------ PROVIDED PASSAGE ------

Some agreement here; some disagreement also. It is a nice theory, but it fails in many ways, and when it fails, government generally ends up trying to pick up the pieces. Government does this badly; this I will not dispute. But what would happen if nobody did it at all? Would private charity pick up the slack? No, and one of the reasons is a long tradition of historical.
We look at underclasses with a combination of pity and contempt, with some justification. Forgive me for selecting an example from the arena I know best: the worldwide underclass of the 3rd world. I have seen countless Americans and other westerners arrive in underdeveloped countries, take one short look around, and begin issuing prescriptions. The prescriptions generally revolve around accountability, people taking responsibility for their own actions, basic libertarian values. Few, if any, take the time to ask how the current situation came to be. They don't want to be told that these countries were invaded, conquered, their people forced to labor for the benefit of foreign masters. They don't want to know that anybody with charisma, leadership potential, organizational talent, was immediately and brutally removed from the gene pool. They don't want to know about educational systems designed to produce docile, civil, servants.

------

◆ ACTIVITY 1: In the passage on underclasses, what do the prescriptions issued by newly arrived westerners generally revolve around?
◆ ACTIVITY 2: Please continue the passage on underclasses, picking up right after its final sentence.

------ INFORMATION GIVEN ------

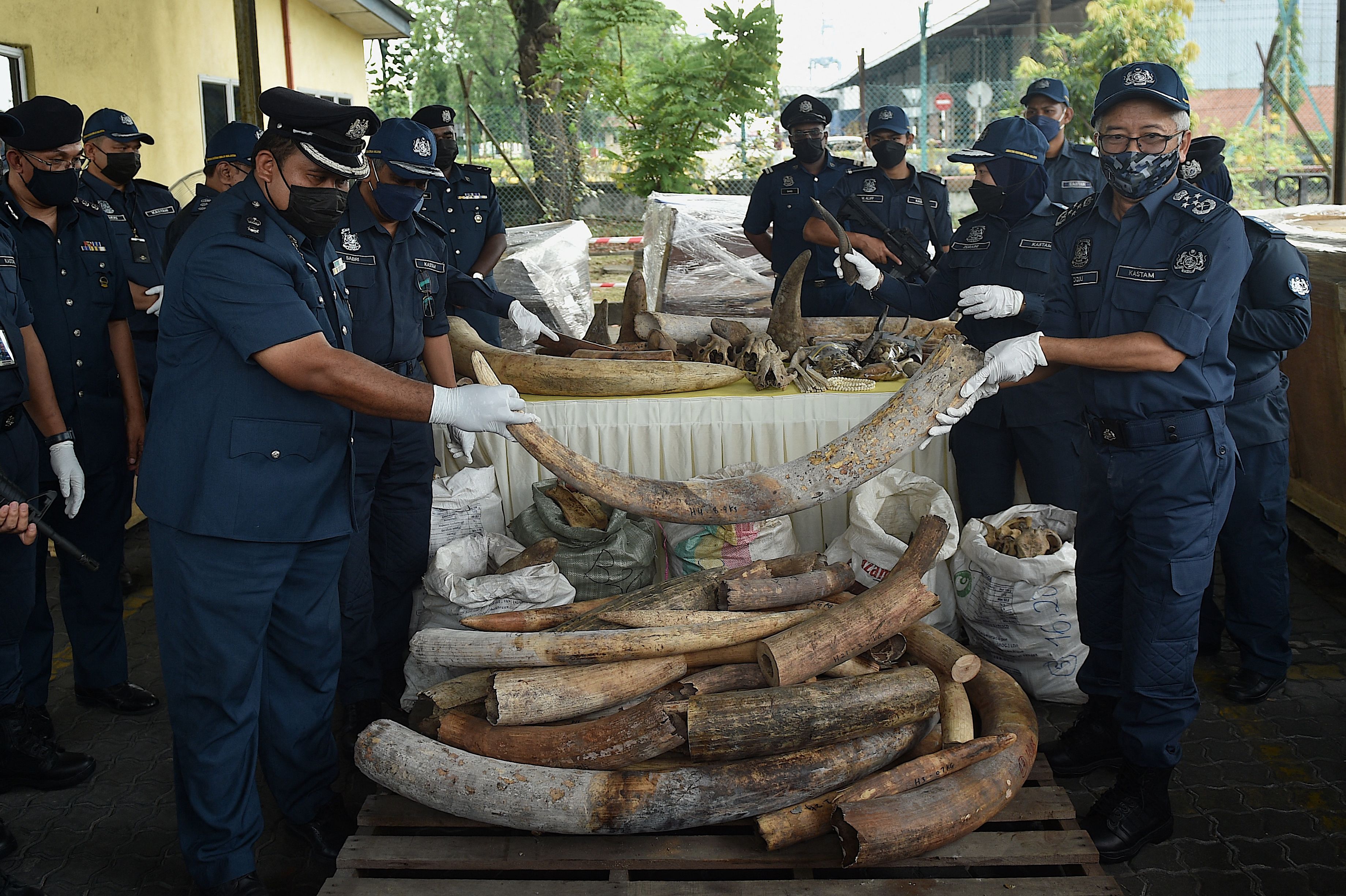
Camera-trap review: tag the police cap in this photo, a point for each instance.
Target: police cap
(330, 135)
(889, 119)
(116, 124)
(1006, 139)
(805, 109)
(233, 143)
(48, 123)
(407, 147)
(1140, 81)
(435, 116)
(1050, 88)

------

◆ ANSWER SECTION 1: Accountability, people taking responsibility for their own actions, and basic libertarian values.

◆ ANSWER SECTION 2:
After a hundred or so years of this, what do you get? Then the masters have to be forced out, kicking and screaming, with no attempt at a peaceful and orderly transition. Since the masters have to be kicked out by force, the new governments are selected on the basis of military skill, not management skill, and most of them manage very badly. To top it off, the cold war spills over on those least concerned, leading cold war principals to set up and knock down governments at will, on the basis of ideological acceptability, not governance.
So we get generation after generation of externally imposed lousy government, and at the end of it we have a mess. And we deal with it by writing off the history and blaming the mess on the natives. Do we expect private individuals who know nothing whatsoever of this history to donate money to pay off the debt we owe for reducing these people to penury? They won't. The average prosperous American sees them as a bunch of small dark crazy people that burn embassies and take hostages, and are honestly and blissfully ignorant of why these things happen.
Not that I approve of government-sponsored foreign aid as it exists today. I don't. But its failings are caused less by bleeding-heart liberalism than by one reality: foreign aid exists not to help the 3rd world poor, but to sustain the foreign aid business, which is very big business indeed. How much of the foreign aid budget does anybody think actually gets to the 3rd world?
To some degree we can spill this over to our domestic situation, though I speak with much less confidence there. Do we honestly expect to solve the problems of Afro-Americans in less time than it took to create those problems?
FT would say that he wasn't the one who kidnapped their ancestors, put them into slavery, scattered their families, kept them under the heel, and stomped down their every attempt to improve themselves for several hundred years, then acknowledged their humanity and expected them to catch up in a generation and a half. And therefore he has no responsibility to work to improve their lot.
I suspect it looks different from the other side of the fence.